EXERCISE AIM ->
Copy out everything in the listing from the line containing "A single point marks each instance of the massive" down to the listing's last line, reproducing each line exactly.

=====

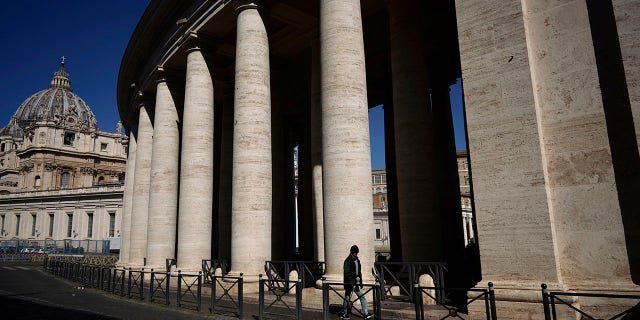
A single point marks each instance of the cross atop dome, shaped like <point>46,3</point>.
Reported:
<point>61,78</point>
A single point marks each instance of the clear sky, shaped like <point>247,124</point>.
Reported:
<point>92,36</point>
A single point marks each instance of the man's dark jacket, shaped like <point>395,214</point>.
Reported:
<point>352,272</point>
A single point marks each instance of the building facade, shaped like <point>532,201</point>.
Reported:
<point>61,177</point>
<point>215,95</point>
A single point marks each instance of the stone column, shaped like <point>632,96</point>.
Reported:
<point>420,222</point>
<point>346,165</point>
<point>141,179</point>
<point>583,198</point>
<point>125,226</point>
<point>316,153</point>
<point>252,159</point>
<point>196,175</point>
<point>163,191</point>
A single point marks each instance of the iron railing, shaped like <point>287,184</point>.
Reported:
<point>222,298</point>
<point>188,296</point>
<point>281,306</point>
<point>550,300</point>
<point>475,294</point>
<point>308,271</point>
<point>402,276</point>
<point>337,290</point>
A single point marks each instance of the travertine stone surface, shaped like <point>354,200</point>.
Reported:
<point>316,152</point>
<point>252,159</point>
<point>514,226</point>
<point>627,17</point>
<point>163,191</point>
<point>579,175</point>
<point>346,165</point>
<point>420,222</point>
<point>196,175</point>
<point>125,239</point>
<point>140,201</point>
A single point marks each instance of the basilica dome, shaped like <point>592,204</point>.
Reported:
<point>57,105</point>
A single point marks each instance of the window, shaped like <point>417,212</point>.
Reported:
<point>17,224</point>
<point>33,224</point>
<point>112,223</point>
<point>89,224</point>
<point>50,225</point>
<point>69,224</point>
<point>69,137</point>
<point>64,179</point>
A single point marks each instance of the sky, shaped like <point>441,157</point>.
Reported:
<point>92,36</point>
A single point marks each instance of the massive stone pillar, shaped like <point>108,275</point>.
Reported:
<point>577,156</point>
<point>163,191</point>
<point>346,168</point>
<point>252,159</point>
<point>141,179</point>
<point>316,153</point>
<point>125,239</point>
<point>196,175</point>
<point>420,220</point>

=====

FINAL RESULT ->
A single point marks each instance of the massive stone pillar, shaped like <point>108,275</point>.
Reported:
<point>577,156</point>
<point>163,191</point>
<point>346,168</point>
<point>252,159</point>
<point>141,179</point>
<point>316,153</point>
<point>125,239</point>
<point>196,175</point>
<point>420,220</point>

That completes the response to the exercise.